======== RECORD EXTRACTS

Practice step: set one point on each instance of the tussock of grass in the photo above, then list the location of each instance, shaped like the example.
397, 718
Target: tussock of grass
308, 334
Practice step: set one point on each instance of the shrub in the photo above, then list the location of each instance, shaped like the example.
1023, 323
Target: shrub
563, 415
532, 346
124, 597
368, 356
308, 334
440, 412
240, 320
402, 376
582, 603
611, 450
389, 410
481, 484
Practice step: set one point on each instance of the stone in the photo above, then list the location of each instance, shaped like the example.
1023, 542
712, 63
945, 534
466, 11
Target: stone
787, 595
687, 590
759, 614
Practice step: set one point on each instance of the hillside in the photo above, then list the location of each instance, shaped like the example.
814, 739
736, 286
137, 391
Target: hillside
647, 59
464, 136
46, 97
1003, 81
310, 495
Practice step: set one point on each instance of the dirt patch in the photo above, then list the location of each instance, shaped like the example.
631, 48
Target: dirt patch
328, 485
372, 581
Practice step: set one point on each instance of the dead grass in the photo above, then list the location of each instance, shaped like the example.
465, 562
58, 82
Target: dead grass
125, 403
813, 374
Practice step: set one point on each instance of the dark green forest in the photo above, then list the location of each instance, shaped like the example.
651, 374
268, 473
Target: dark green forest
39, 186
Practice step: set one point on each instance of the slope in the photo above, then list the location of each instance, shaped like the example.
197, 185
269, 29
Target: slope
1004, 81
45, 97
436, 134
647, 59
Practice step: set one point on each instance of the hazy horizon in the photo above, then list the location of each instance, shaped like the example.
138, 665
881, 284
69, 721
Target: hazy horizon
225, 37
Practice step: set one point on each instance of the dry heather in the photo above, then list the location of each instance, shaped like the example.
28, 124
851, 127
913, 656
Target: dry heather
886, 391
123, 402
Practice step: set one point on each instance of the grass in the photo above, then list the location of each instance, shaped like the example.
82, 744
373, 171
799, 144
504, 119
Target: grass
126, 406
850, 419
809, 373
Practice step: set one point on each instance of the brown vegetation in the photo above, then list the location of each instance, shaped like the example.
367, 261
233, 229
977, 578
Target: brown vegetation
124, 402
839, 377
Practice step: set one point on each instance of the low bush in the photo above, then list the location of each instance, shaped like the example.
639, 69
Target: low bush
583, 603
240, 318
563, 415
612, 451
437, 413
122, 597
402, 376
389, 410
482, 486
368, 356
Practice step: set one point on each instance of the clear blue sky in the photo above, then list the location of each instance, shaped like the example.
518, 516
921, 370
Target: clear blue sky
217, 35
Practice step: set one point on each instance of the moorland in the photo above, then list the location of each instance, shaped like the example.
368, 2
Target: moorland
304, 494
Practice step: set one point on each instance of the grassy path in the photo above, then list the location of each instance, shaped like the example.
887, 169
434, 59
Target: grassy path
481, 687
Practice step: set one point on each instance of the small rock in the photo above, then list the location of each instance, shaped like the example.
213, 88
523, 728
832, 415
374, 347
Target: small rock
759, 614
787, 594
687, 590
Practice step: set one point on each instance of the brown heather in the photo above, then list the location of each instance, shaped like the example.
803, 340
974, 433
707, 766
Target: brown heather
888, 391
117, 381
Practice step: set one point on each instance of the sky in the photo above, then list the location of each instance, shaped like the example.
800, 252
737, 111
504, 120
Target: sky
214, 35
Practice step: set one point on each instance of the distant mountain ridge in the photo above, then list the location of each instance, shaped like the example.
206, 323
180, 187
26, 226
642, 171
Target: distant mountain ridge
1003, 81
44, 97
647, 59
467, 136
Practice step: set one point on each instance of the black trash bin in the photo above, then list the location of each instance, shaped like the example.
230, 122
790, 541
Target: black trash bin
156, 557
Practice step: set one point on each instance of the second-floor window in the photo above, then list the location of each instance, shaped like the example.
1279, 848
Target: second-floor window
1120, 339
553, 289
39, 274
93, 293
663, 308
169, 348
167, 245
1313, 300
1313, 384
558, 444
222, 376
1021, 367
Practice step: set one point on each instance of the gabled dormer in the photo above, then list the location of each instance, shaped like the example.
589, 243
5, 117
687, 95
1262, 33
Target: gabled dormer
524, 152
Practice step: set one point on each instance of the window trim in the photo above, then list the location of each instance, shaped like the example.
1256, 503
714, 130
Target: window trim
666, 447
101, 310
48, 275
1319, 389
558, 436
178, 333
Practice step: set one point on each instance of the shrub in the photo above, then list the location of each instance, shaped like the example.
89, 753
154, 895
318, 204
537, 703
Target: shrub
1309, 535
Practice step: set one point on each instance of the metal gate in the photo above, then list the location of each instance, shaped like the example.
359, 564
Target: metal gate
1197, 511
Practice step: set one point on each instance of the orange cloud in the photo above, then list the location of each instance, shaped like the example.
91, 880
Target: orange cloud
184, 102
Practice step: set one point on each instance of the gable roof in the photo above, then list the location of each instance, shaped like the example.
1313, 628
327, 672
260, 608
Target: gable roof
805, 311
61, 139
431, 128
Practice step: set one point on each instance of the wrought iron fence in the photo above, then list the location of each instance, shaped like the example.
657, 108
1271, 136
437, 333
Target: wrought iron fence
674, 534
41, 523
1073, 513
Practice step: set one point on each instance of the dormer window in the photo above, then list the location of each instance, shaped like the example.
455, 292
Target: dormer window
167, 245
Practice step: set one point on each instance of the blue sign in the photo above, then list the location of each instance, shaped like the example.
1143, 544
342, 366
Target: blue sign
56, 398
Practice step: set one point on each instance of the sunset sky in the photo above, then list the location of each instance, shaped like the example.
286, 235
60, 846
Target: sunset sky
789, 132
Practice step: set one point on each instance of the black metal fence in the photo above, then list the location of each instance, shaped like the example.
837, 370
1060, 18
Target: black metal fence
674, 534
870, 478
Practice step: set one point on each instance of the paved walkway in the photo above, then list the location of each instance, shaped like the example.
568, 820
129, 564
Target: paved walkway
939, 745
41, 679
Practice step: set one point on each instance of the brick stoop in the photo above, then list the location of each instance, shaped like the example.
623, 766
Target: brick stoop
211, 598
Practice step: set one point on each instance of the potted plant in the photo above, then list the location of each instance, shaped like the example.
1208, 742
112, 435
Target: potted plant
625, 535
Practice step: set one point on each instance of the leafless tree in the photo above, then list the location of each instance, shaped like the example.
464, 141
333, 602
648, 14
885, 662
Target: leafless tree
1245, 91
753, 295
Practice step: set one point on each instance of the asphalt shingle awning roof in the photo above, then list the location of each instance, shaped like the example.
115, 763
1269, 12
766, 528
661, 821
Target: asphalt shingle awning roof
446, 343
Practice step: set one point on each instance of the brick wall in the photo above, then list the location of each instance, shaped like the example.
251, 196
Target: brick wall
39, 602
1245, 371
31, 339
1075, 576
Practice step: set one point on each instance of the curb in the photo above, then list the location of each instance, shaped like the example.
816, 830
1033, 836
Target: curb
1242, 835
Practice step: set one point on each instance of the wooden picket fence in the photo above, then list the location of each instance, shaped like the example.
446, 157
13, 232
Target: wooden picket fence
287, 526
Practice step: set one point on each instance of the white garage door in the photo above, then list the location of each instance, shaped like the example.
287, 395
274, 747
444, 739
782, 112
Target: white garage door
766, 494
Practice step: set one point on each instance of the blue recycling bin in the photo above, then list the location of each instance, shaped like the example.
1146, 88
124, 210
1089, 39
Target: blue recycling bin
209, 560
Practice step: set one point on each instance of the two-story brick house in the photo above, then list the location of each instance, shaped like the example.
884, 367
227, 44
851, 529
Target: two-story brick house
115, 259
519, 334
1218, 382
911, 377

================

- ACTIVITY:
Copy the listing exactly as it stands.

- OUTPUT BELOW:
Practice step: set one point on each instance of the tussock of grass in the photo above, then list the location of each instance, shaped like the example.
397, 718
Target: tussock of grass
308, 334
Practice step: set one point on each instance of the shrub in the photo above, then list the location of each instance, shaped like the example.
1023, 323
Target: shrub
563, 415
532, 346
124, 597
368, 356
308, 334
440, 412
240, 320
402, 376
582, 603
611, 450
389, 410
481, 484
Practice step: set one point on each instance of the stone in the photo above, then list the location of each instance, shaped like the example.
1023, 542
712, 63
945, 534
466, 11
Target: stone
787, 595
687, 590
759, 614
Practice step: set one point on each instance of the hillside in the photo above, then list the location of each instance, shaped like the example.
814, 739
736, 286
137, 391
Target: hillside
647, 59
464, 136
46, 97
1003, 81
310, 495
Practice step: set one point on each instance of the dirt patch in the photo above, then list the location of each instance, shaped like the example.
631, 48
Target: dirt patch
328, 485
372, 581
Practice step: set one point on each instance of the dead grass in the photo above, then list the location of each instance, shaped like the example.
465, 562
58, 82
Target: dead grass
125, 403
813, 374
Practice step: set one point on each instance of the dark green forest in the photo above, then list the location of each instance, shaped like the example.
651, 374
268, 473
Target: dark green forest
39, 186
Practice step: set one point on each instance of the slope in the photo above, then list the location of each instance, shaped like the example.
197, 185
269, 29
Target: slope
1004, 81
45, 97
436, 134
647, 59
Practice step: set one point on each instance of the hazy horizon in the photo above, then list the location of each instance, shaped like the example.
138, 665
881, 284
69, 721
Target: hazy horizon
225, 37
Practice step: set one point on each instance of the dry heather in the photo above, then list the location of each instance, shaped like the example.
28, 124
851, 127
913, 656
Target: dry heather
886, 391
123, 402
Practice step: set one point on each instance of the grass in the photo above, then list the location of each instance, shaped like the example.
82, 744
373, 171
799, 144
504, 119
Target: grass
126, 406
850, 419
809, 373
Practice step: set one point on each instance of the brown vegetation in the photo above, then list the location of each instance, shaped like the example.
367, 261
233, 229
977, 578
Target: brown vegetation
124, 402
839, 377
Practice step: set one point on each instance of the low bush in the photo above, then list the location of each instance, shaped like the example.
639, 69
Target: low bush
583, 603
240, 318
563, 415
612, 451
437, 413
122, 597
402, 376
389, 410
482, 486
368, 356
Practice step: set one point on each instance of the clear blue sky in the photo above, then list the location of each instance, shaped like the example.
518, 516
921, 370
Target: clear blue sky
217, 35
Practice step: set one point on each instance of the moorland in the photo above, then list the location of each instance, shaped like the example.
368, 2
Target: moorland
304, 494
Practice step: set one point on each instance of the grassy path in the photo above, then list the location of each instance, shaped like the example.
887, 169
434, 59
Target: grassy path
481, 687
Practice step: set one point on each instance of the small rock in the photo above, then list the location of each instance, shaped like the example.
213, 88
523, 728
832, 415
374, 347
Target: small rock
759, 614
787, 594
687, 590
Practice step: set one point on each instance of the brown heather in the photo above, then list the location of each instance, shaped like the example.
803, 340
974, 433
707, 766
Target: brown heather
888, 391
117, 381
Practice step: set one point on each instance of the sky in the photo above, then list the location of each instance, shaped like the example.
800, 252
737, 111
504, 120
Target: sky
214, 35
Practice step: set one point on each instance of the distant mountain ridge in the photo above, then list the location of each instance, shaped like the example.
206, 323
180, 187
26, 226
642, 171
Target: distant mountain ridge
1003, 81
44, 97
647, 59
467, 136
Practice step: set one point on each instance of the black trash bin in the photo above, then list the location of each instance, shaped like the example.
230, 122
790, 541
Target: black trash bin
156, 557
Practice step: set one point on each instance of the second-floor window in the photo above, then list the location of each instance, shaped like the example.
1279, 848
Target: second-floor window
1120, 339
553, 289
39, 274
93, 293
663, 308
169, 348
167, 245
1313, 300
1313, 384
558, 444
222, 376
1021, 367
Practice step: set one point on each instance of the gabled dormer in the photo above, then list the location of each instance, shaped like the example.
589, 243
5, 117
687, 95
1262, 33
Target: gabled dormer
524, 152
Practice step: set one point on each instance of the window trim in the photo above, then list the location of each instance, shaped like the example.
1256, 503
714, 130
Target: window trim
666, 447
101, 310
48, 275
1319, 389
558, 436
178, 333
Practice step: set one point on each instance of the shrub in the photo above, then list the location of each instance, shaped like the example.
89, 753
154, 895
318, 204
537, 703
Target: shrub
1309, 535
Practice step: set one point on each instance of the metal gate in the photo above, then list the location of each instance, shaped like the example.
359, 564
Target: metal gate
1197, 511
Practice step: set one point on each instance of the orange cloud in the photo above, then list the location of each instance, shaped like the example.
91, 880
Target: orange cloud
184, 102
Practice step: set one point on each instance of the gable roof in the photo above, then list the location of each instance, shaped like the example.
1313, 628
327, 672
260, 608
Target: gable roof
805, 311
61, 139
431, 128
Practice step: set one point on each instance of the wrought iron fence in the photo above, then list the location of each instance, shaped like the example.
657, 108
1271, 136
437, 333
Target: wrought iron fence
674, 534
41, 523
1073, 513
Practice step: set one point on each instance of the dormer window in the photo above, then list the location of each instance, shaped like the example.
455, 292
Target: dormer window
167, 245
Practice step: set one point on each instance of the blue sign in the photo above, then list the location of each instance, shaped like the example.
1143, 544
342, 366
Target: blue sign
56, 398
Practice step: set one point on each instance of the sunset sky in the photo above, then list the location of each instance, shaped like the example.
286, 235
60, 846
Target: sunset sky
789, 132
Practice step: set one point on each instance of the black metal fence in the photo above, then list the location of each instance, shaped like the example.
837, 370
1060, 18
Target: black metal fence
674, 534
870, 478
Practice step: set one point on each instance of the paved walkway in the photo above, then list the location of each instance, shaped like the example.
568, 820
129, 564
Target: paved walkway
939, 745
41, 679
Practice step: set one point on each instance of the brick stoop in the photo above, then list the location of each instance, shaped like the example.
623, 766
Target: brick stoop
211, 598
Practice step: set one point on each instance of the potted plant in the photo above, then list the location of each instance, shaped like the example.
1208, 742
112, 435
Target: potted plant
625, 535
Practice step: set one point on each instance of the leafless tree in the photo above, then list the location of each instance, shaped like the example.
464, 141
333, 602
648, 14
885, 662
Target: leafless tree
1245, 91
753, 295
Practice step: set one point on each instance of the asphalt shingle awning roof in the photo above, then list the location of each instance, shaped like the example.
115, 763
1269, 12
766, 528
661, 821
Target: asphalt shingle awning roof
446, 343
Practice step: set one point on each instance of the brick wall in the photo above, then list the location of each instance, shaped like the example.
251, 196
Target: brick wall
39, 602
1245, 371
31, 339
1075, 576
Practice step: set one point on each instance of the curb in the photo above, then list the location of each instance, shaped like the example.
816, 830
1033, 836
Target: curb
1242, 835
Practice step: set one point on each instance of the wooden picket fence in the photo above, then list the location of each instance, shaped like the example.
446, 157
13, 232
Target: wooden picket fence
287, 526
Practice step: set one point on each instance of the white garage door in the photo above, then list the location of each instance, shaped like the example.
287, 395
274, 747
444, 739
782, 112
Target: white garage door
766, 494
Practice step: set one point on each instance of the blue recycling bin in the photo above, then list the location of each instance, shaped like the example.
1146, 88
124, 210
1089, 39
Target: blue recycling bin
209, 560
Practice step: set one point on each instance of the two-story brick house in the photo above, then list the location of each instance, shaped like the example.
884, 367
227, 44
851, 529
Target: two-story brick house
115, 259
519, 334
1218, 382
911, 377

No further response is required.